Copy word for word the passage of the e-modules article between "During the Department" and "reportedly doing it.", inclusive.

**Document segment**.
-----
PRIVATE SCHOOL STUDENTS ALLOWED TO FINISH E-MODULES AHEAD OF TIME
THE FEDERATION of Associations of Private Schools Administrators said that private school students can advance their lessons and finish their e-modules ahead of time to avoid getting bored.
During the Department of Education’s stakeholders consultation on the Implementing Rules and Regulations of Republic Act 10665 or Open High School System Act on Wednesday, FAPSA President Eleazardo Kasilag and other officers asked DepEd Undersecretary Tonisito Umali if private schools students could be allowed to finish their modules ahead of time, since many students were reportedly doing it.
Umali let the DepEd Undersecretary for Instruction and Curriculum Diosdado San Antonio answer the question. San Antonio said he doesn’t see it as bad and told FAPSA that he’s okay with it.
Kasilag, together with Dr. Ray Adalem and Dr. Sining Kotah, the group’s vice president for program and vice president for administration, welcomed the positive response.
“The students get bored if the modules do not progress as fast as the students absorb the lessons. There are diligent students who wish to get advance sessions and since the entire e-book is at their disposal, some students have finished the second quarter lessons much faster by some months than during the regular school year. These students claim boredom, if they are told to review in order to wait for the scheduled regular discussions. During the pandemic and they could not go anywhere, the e-book has become the only source of positive time waster,” Kasilag said.
The virtual consultation on the RA 10665, intended as a 2-hour session, lasted an entire day. DepEd officials and stakeholders spent the day deliberating and scrutinizing the 46 sections of the IRR draft.
-----
**Data extracts**.
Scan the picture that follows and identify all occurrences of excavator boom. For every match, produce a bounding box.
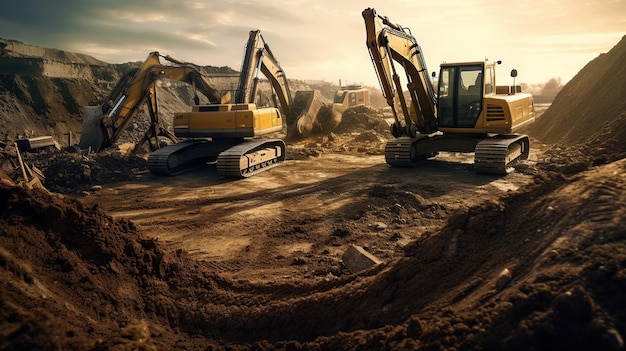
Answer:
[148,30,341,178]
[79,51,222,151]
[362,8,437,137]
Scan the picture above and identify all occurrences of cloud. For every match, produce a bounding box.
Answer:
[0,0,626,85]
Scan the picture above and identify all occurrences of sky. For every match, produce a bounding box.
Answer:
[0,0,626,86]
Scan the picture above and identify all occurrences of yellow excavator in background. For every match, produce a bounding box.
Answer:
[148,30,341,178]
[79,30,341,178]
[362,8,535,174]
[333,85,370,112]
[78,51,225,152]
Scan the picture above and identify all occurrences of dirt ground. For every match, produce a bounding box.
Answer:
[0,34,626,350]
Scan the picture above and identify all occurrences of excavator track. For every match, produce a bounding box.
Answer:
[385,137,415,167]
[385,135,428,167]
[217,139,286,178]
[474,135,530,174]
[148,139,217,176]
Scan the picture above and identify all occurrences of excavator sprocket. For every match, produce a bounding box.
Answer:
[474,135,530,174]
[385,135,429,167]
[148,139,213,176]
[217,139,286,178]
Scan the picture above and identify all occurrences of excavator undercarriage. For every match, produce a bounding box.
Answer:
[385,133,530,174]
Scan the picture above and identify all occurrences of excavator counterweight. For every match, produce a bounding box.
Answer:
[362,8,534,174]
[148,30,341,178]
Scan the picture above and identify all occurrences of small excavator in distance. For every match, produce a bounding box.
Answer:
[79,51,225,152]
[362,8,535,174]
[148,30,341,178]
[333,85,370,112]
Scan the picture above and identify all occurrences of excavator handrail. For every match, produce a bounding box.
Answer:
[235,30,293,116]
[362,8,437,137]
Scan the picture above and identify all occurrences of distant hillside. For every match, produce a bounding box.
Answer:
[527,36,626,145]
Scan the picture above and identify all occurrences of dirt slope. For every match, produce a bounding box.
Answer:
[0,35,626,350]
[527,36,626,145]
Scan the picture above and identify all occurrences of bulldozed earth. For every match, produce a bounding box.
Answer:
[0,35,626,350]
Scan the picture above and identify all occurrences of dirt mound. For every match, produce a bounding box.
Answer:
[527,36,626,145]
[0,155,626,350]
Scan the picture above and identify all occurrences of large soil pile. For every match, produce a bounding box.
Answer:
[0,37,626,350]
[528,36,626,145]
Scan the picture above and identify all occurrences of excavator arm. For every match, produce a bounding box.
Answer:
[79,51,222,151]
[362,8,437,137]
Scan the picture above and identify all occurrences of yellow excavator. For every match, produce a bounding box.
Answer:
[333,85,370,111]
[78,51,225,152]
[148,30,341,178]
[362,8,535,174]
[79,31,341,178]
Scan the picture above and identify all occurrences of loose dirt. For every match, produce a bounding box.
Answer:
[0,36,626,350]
-----
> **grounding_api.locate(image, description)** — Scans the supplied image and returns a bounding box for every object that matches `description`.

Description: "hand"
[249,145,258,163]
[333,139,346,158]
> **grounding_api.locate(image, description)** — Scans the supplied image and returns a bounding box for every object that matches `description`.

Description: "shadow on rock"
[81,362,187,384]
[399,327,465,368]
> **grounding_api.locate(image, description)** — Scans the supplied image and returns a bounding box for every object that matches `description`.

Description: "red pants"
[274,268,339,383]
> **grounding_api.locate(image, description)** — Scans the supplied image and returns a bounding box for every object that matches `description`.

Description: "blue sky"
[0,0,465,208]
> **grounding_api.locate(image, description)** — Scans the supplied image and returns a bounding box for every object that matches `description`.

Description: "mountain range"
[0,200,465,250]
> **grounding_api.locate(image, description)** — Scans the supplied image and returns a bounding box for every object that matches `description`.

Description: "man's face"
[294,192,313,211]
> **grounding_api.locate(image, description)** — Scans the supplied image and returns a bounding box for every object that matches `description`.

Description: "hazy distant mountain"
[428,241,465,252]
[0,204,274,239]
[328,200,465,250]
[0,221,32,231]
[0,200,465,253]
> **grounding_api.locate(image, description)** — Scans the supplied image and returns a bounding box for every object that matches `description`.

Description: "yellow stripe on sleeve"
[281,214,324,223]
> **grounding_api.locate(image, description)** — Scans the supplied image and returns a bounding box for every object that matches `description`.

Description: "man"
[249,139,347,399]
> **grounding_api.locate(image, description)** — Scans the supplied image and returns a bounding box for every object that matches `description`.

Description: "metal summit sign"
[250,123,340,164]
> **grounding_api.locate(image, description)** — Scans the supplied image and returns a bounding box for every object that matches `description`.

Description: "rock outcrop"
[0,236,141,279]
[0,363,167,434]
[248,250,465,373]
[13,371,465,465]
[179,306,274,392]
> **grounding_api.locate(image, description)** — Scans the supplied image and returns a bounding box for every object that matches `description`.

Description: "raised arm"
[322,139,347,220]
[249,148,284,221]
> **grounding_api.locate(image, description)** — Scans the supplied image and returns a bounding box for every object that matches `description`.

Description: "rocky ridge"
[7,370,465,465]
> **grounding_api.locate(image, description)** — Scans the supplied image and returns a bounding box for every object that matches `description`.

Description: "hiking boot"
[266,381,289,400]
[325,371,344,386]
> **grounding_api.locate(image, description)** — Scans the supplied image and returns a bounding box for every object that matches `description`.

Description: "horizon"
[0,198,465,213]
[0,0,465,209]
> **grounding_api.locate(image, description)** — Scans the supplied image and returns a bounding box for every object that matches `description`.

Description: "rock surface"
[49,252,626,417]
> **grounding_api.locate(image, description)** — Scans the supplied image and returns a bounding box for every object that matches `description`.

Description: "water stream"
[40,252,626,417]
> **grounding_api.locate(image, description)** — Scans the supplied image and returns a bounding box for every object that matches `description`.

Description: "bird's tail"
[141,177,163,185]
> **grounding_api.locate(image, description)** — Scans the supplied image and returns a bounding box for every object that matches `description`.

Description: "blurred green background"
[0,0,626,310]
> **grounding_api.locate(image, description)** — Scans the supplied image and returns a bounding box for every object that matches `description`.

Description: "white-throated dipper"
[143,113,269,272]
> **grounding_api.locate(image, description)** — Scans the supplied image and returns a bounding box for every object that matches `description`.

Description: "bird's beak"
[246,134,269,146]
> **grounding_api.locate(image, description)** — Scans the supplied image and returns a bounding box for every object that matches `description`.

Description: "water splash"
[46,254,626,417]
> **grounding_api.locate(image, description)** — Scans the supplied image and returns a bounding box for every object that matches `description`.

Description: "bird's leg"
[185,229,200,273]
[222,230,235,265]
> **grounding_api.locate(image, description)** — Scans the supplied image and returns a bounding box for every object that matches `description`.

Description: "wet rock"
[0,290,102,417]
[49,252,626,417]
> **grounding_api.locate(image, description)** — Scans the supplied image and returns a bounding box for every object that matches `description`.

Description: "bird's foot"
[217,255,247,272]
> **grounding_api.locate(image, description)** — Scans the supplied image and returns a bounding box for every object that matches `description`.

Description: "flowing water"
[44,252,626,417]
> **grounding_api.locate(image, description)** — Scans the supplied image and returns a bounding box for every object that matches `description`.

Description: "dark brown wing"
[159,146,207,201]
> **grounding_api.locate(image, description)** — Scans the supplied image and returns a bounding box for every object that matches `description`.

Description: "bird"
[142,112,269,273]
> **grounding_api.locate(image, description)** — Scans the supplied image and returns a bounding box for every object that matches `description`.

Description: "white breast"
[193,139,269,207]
-----
**Solution for this problem**.
During the Department of Education’s stakeholders consultation on the Implementing Rules and Regulations of Republic Act 10665 or Open High School System Act on Wednesday, FAPSA President Eleazardo Kasilag and other officers asked DepEd Undersecretary Tonisito Umali if private schools students could be allowed to finish their modules ahead of time, since many students were reportedly doing it.